What you should do |
Using the entries below, output exactly the line containing "dark wood floor" and all lines that follow it to the end.
- - - -
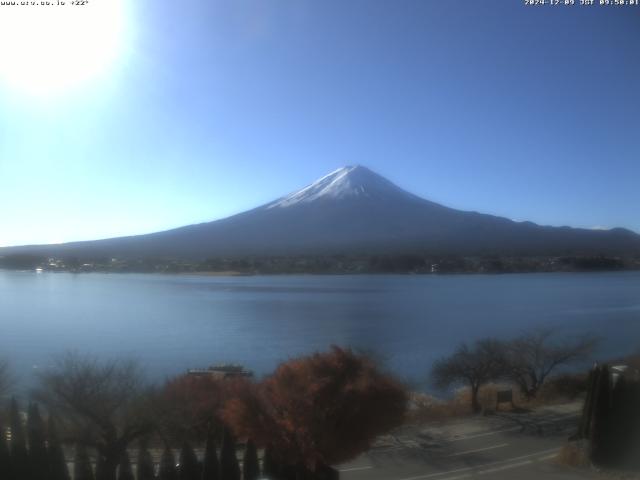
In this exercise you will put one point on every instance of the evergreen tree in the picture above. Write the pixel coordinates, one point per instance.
(211, 467)
(125, 472)
(19, 455)
(4, 454)
(82, 464)
(38, 457)
(145, 463)
(57, 462)
(251, 467)
(101, 473)
(229, 468)
(189, 466)
(168, 466)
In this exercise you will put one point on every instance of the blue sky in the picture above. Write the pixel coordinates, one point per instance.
(206, 110)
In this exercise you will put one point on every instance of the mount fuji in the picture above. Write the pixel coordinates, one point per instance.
(353, 210)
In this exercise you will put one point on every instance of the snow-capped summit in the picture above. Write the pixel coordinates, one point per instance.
(346, 182)
(355, 211)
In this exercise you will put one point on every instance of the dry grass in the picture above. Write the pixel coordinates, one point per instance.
(558, 390)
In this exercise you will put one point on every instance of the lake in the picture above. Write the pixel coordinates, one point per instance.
(174, 322)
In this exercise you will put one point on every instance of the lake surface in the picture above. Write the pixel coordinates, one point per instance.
(174, 322)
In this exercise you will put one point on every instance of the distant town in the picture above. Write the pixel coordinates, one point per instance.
(334, 264)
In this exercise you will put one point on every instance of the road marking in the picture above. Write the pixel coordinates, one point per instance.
(457, 454)
(476, 467)
(494, 432)
(505, 467)
(355, 469)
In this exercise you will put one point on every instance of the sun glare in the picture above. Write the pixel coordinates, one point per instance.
(49, 49)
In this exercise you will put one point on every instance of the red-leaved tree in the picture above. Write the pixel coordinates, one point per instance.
(319, 410)
(189, 406)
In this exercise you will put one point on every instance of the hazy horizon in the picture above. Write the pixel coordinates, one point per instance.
(281, 197)
(168, 117)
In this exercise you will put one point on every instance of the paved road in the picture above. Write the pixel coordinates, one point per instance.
(502, 446)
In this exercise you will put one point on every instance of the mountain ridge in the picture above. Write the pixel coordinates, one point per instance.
(350, 210)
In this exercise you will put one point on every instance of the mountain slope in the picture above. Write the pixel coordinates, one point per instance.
(354, 210)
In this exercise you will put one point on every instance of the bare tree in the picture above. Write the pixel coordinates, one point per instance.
(532, 357)
(471, 366)
(100, 404)
(6, 380)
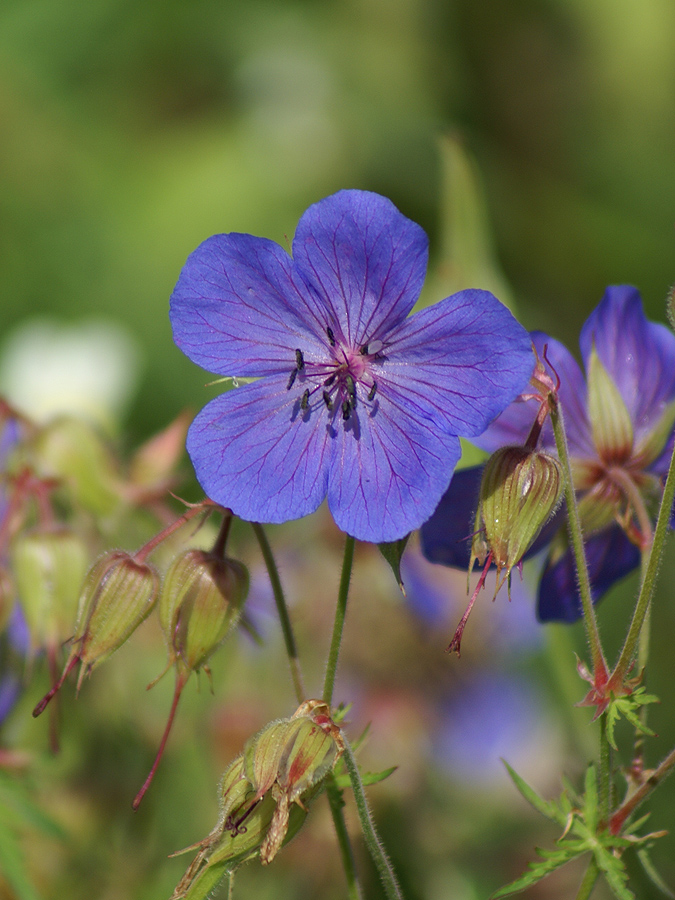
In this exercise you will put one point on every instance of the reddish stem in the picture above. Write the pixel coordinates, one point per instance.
(181, 680)
(42, 705)
(456, 641)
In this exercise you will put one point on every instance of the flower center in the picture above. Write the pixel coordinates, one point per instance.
(338, 384)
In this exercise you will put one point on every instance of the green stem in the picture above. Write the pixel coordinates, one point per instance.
(347, 856)
(282, 610)
(340, 613)
(592, 633)
(376, 850)
(649, 580)
(587, 885)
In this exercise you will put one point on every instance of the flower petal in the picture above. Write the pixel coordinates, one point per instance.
(240, 308)
(639, 355)
(460, 362)
(610, 556)
(366, 261)
(255, 451)
(514, 424)
(388, 471)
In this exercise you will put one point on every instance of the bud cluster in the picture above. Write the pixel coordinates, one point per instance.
(265, 791)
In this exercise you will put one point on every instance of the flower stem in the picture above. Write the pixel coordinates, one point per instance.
(376, 850)
(649, 580)
(282, 610)
(635, 799)
(347, 856)
(590, 620)
(340, 613)
(588, 883)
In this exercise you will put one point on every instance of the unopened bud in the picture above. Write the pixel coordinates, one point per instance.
(519, 492)
(74, 452)
(49, 565)
(201, 602)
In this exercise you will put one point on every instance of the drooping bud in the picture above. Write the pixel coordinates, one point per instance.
(49, 565)
(200, 604)
(264, 795)
(118, 594)
(74, 452)
(519, 492)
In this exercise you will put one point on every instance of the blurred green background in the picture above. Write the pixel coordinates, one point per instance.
(129, 132)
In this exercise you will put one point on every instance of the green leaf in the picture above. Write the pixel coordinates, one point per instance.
(546, 808)
(653, 875)
(343, 781)
(535, 872)
(393, 553)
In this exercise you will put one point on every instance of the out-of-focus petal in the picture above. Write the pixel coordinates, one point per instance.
(639, 355)
(255, 451)
(388, 471)
(366, 261)
(610, 556)
(460, 362)
(240, 308)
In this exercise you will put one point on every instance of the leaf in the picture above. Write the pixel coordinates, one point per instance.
(535, 872)
(393, 553)
(546, 808)
(343, 781)
(653, 875)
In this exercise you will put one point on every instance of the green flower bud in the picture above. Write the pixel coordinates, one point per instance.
(119, 593)
(73, 451)
(49, 566)
(519, 492)
(200, 603)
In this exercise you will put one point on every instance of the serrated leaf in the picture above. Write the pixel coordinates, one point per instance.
(653, 875)
(535, 872)
(546, 808)
(393, 553)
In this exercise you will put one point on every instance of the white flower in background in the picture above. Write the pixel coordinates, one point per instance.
(88, 368)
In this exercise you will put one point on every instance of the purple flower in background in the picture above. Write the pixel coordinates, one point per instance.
(619, 421)
(355, 400)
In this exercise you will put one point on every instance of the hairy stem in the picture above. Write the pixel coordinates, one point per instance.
(346, 854)
(338, 625)
(649, 580)
(574, 523)
(282, 610)
(375, 849)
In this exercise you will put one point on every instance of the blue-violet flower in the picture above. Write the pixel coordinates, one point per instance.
(619, 422)
(354, 400)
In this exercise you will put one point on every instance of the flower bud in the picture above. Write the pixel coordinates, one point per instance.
(520, 490)
(49, 565)
(73, 451)
(200, 603)
(118, 594)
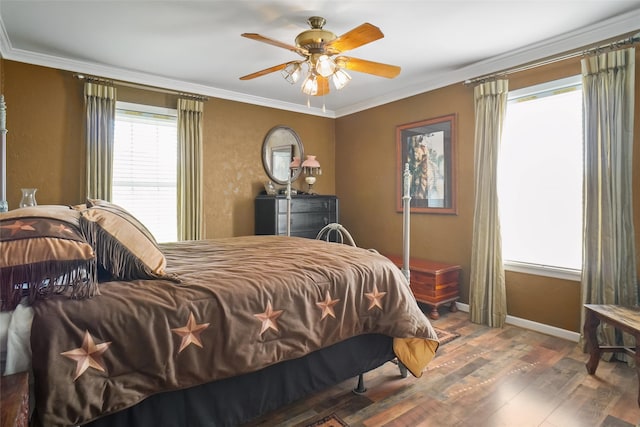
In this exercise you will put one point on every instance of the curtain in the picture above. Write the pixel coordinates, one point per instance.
(190, 207)
(100, 106)
(609, 261)
(487, 293)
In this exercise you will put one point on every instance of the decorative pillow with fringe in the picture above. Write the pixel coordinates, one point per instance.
(124, 246)
(43, 252)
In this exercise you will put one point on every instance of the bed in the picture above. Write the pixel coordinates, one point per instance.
(198, 333)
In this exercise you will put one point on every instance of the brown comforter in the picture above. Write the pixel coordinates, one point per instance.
(243, 303)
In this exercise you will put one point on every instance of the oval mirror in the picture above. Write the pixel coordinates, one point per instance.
(279, 148)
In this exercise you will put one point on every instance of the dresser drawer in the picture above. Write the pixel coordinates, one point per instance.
(309, 214)
(311, 205)
(308, 221)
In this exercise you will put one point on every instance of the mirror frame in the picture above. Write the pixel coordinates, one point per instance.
(281, 137)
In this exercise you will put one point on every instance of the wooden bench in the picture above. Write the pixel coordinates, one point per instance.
(626, 319)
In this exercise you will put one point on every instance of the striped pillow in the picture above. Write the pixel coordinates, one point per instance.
(124, 246)
(42, 252)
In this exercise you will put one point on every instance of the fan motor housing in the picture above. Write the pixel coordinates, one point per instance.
(314, 40)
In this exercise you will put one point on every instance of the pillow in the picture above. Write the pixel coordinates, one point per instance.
(43, 251)
(124, 246)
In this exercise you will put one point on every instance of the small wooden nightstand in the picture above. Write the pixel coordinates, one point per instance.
(14, 400)
(432, 283)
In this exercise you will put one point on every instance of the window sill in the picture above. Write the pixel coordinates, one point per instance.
(543, 270)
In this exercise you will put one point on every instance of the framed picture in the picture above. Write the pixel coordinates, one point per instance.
(429, 148)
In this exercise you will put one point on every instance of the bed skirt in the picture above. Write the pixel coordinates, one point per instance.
(237, 400)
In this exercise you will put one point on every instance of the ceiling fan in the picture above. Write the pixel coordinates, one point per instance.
(321, 50)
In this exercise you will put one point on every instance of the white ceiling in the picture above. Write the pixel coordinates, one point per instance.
(195, 46)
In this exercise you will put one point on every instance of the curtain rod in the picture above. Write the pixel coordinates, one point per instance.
(139, 86)
(613, 45)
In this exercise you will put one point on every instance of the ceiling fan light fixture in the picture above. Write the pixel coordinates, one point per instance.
(325, 66)
(292, 72)
(340, 78)
(310, 85)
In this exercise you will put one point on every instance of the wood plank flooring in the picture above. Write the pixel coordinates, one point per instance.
(487, 377)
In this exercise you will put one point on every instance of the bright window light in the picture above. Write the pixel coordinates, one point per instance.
(145, 167)
(540, 177)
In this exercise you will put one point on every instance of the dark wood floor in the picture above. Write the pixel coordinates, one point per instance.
(487, 377)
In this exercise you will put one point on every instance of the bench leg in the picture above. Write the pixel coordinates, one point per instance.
(638, 364)
(590, 327)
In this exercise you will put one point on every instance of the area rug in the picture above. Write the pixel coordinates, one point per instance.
(329, 421)
(445, 336)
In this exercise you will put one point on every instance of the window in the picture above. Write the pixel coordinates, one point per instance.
(145, 166)
(540, 180)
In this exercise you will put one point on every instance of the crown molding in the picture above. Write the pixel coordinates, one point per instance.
(571, 41)
(576, 40)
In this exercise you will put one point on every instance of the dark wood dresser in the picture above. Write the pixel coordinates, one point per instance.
(309, 213)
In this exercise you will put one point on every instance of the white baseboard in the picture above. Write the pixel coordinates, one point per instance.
(534, 326)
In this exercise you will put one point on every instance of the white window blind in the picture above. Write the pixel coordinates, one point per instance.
(145, 166)
(540, 180)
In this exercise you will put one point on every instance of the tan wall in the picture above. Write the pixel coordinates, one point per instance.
(366, 185)
(357, 152)
(45, 147)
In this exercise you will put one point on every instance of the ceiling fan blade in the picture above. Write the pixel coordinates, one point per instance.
(263, 72)
(369, 67)
(361, 35)
(258, 37)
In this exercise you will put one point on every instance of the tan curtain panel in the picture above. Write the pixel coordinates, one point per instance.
(487, 294)
(100, 109)
(190, 204)
(609, 260)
- - - -
Finished task |
In this exercise you will put one point on every instance of the dark wood floor in the picture above. Write the pixel coordinates, one point per instance.
(487, 377)
In this exercise you will put one point on every instance of the bench leg in the picture above. Write the pixel coordinates, one point per instance.
(638, 364)
(590, 327)
In this exercise you will put one point on every instance of the area rug in the picture above. Write the pixel coordinates, one point per instance.
(329, 421)
(445, 336)
In this exercise you will put one point on every instance of the window in the picture above. Write the pixel coordinates, one point per instance.
(145, 166)
(540, 180)
In this exercise you will put one point on every instance of the crown molding in the picture above. Write the pixel coordinates, one point per instance.
(571, 41)
(576, 40)
In this exercise you will put one point on every instance of the dark wood dresser in the picture above. Write the pixel coordinates, one point per instance.
(309, 213)
In this exercise you will put one point on every instance of the white baseboard in the picture above. Write the pixel coordinates, one point per instance.
(534, 326)
In this exercise you will put one point on every instance of the white window blind in the picture above. Write the pixel coordinates, one point per instance.
(145, 166)
(540, 180)
In this exercise you will put one point on every instance of the tan wall in the picture above. Write the pixel coordinates, one point per instance.
(366, 185)
(357, 152)
(45, 147)
In this exercise you will put one point on every instance of the ceiling fan blade in the picture above. Write the pixel coordinates, one point per instance.
(263, 72)
(369, 67)
(361, 35)
(258, 37)
In this exercise you will put one point on every instance of the tan curtain panel in the picture above. Write the pixel coordinates, one point per instance.
(487, 294)
(100, 109)
(190, 204)
(609, 260)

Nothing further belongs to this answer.